§ 示された目標: 「One marker belongs on each instance of the pointed」を含む行から「[(125, 345)]」を含む行まで、両端を含むすべての行を、「番号」と「行」の2列からなるMarkdownの表で表す。空行は表に入れない。

§ 表示情報:

:::

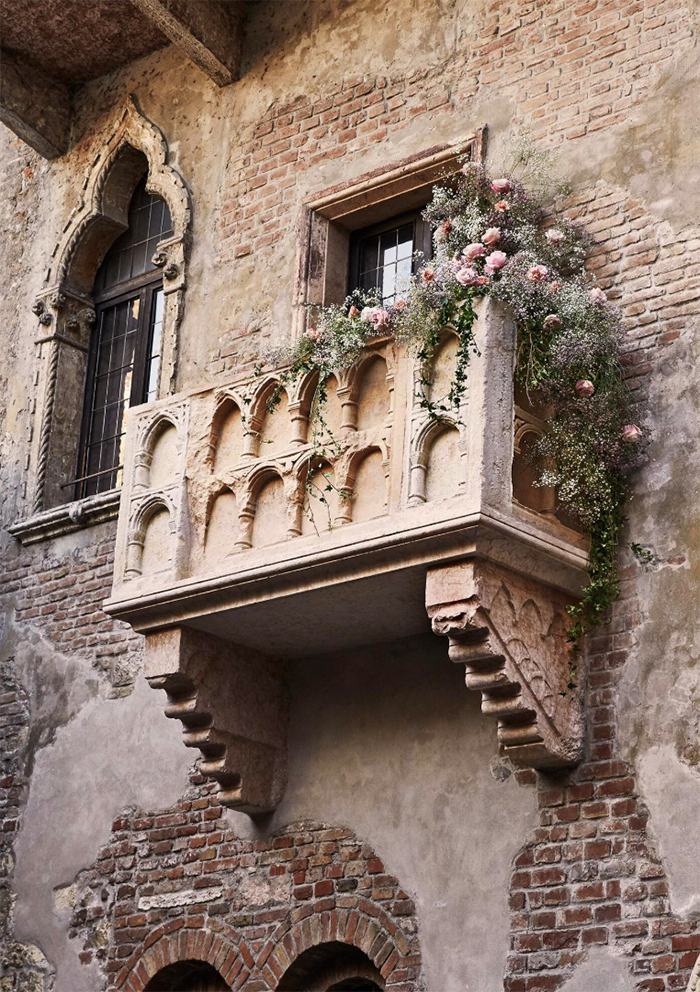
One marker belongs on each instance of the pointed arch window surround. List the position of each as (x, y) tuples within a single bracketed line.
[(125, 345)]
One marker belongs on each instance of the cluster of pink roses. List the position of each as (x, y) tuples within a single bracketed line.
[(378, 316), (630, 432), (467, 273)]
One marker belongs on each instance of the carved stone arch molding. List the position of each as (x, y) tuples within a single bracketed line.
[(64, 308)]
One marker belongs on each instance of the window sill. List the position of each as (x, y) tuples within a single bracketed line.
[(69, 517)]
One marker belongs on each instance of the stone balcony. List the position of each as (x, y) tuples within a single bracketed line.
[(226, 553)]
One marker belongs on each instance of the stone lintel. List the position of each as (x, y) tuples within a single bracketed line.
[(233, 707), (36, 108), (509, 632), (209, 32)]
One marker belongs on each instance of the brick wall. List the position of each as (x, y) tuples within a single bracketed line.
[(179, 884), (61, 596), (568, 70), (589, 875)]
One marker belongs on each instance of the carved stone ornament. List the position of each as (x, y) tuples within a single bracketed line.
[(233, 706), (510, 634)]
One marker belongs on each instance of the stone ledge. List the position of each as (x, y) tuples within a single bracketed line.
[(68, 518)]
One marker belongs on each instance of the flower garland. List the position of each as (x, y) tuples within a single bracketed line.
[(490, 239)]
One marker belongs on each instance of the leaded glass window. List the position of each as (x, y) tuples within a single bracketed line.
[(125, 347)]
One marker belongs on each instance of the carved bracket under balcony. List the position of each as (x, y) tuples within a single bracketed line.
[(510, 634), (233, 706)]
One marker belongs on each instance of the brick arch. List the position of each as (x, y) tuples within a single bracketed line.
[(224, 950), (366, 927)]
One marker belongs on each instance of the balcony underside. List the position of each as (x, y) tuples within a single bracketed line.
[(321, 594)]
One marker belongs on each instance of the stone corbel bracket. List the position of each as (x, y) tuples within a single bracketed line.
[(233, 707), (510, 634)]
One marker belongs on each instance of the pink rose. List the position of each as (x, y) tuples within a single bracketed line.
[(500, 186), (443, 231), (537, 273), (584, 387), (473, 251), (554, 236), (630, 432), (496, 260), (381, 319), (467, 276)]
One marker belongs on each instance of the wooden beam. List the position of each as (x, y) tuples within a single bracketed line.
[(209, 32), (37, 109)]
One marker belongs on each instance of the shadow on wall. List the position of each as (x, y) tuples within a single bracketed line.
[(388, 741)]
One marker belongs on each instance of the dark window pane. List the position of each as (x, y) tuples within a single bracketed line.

:::

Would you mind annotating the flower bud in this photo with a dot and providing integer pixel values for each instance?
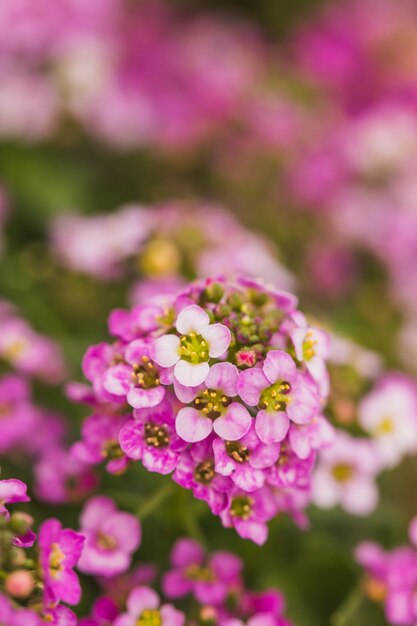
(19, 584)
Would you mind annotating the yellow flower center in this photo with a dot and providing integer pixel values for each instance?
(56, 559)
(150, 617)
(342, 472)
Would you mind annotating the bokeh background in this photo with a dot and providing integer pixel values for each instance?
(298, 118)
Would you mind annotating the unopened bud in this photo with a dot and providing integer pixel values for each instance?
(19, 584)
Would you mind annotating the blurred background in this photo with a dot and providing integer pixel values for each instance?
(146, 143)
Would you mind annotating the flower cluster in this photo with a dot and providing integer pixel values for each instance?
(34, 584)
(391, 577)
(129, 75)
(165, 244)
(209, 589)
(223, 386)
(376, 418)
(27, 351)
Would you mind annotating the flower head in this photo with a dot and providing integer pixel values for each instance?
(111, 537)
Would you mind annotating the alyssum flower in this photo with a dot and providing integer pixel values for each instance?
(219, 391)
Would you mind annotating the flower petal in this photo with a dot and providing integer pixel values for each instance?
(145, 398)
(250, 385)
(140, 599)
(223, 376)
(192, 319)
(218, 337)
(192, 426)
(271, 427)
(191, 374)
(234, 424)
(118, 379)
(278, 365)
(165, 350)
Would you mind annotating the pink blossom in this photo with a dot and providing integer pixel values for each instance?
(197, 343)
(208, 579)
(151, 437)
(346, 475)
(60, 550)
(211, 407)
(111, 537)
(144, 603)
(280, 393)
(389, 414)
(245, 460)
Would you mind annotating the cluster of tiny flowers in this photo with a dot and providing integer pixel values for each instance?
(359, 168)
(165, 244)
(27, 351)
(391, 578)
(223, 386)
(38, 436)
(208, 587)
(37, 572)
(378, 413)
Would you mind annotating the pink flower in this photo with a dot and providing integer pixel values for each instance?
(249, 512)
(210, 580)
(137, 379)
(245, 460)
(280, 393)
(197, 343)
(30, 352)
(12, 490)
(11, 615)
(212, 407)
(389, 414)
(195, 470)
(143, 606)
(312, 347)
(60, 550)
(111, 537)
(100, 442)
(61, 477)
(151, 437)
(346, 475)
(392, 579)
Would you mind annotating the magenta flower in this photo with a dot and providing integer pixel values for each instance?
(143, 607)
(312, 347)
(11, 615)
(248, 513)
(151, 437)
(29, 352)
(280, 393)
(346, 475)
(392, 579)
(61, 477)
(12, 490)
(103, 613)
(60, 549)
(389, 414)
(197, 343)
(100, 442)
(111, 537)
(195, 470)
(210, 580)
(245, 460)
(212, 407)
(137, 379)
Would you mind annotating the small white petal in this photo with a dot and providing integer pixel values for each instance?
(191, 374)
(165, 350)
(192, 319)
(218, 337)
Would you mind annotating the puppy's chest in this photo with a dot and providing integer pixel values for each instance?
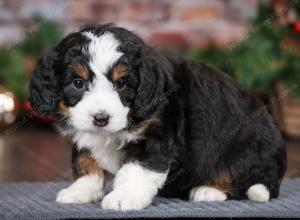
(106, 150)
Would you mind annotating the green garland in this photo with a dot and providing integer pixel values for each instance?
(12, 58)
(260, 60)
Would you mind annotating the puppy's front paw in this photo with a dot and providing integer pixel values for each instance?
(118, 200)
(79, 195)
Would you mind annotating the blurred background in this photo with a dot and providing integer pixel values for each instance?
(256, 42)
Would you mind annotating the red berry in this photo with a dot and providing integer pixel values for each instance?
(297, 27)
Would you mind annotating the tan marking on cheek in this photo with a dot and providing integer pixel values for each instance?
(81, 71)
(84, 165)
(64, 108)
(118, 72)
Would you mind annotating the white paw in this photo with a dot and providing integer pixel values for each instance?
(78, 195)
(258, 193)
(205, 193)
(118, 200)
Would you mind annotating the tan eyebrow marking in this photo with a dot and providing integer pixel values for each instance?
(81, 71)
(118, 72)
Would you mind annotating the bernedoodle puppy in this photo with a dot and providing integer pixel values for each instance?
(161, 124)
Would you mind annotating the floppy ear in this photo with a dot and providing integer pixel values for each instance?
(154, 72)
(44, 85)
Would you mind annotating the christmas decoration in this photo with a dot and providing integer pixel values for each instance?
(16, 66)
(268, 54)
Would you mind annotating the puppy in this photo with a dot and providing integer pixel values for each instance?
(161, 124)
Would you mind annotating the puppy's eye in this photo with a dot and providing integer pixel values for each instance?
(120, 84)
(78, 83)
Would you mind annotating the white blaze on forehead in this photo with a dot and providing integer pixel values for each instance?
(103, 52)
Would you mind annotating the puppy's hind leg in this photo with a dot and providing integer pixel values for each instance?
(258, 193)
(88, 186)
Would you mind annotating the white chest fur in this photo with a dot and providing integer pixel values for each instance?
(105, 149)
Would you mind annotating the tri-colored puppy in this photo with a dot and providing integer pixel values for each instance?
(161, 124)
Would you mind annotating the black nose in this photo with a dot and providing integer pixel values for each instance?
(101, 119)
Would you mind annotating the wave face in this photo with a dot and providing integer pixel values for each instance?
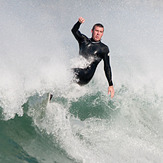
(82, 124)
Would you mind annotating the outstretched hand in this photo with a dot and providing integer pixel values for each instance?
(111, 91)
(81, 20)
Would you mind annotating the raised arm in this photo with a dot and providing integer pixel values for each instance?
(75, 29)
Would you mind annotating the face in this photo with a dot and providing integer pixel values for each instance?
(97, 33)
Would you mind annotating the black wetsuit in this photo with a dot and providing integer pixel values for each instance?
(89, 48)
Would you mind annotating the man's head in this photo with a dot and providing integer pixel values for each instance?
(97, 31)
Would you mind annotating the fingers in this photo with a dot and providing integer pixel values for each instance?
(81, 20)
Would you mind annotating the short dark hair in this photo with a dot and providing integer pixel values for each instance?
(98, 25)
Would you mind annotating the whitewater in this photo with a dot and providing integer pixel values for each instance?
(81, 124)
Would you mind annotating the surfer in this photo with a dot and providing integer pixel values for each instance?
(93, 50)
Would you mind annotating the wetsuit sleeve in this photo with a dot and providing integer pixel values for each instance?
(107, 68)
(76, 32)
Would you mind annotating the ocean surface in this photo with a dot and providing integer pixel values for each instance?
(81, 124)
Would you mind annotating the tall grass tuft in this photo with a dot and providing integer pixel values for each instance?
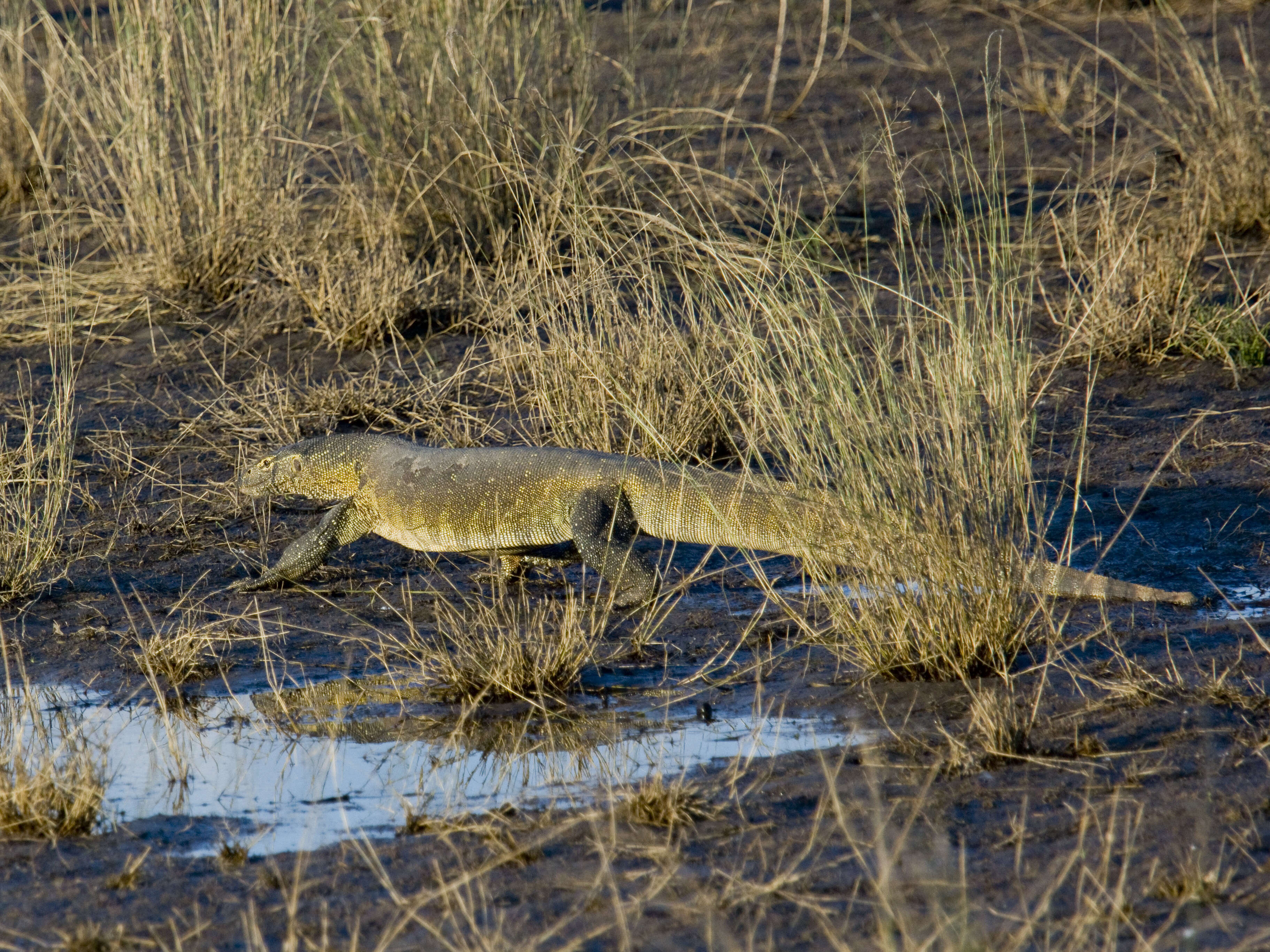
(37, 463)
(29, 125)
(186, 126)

:::

§ 記述回答:
| 番号 | 行 |
|---|---|
| 1 | One marker belongs on each instance of the pointed arch window surround. List the position of each as (x, y) tuples within a single bracketed line. |
| 2 | [(125, 345)] |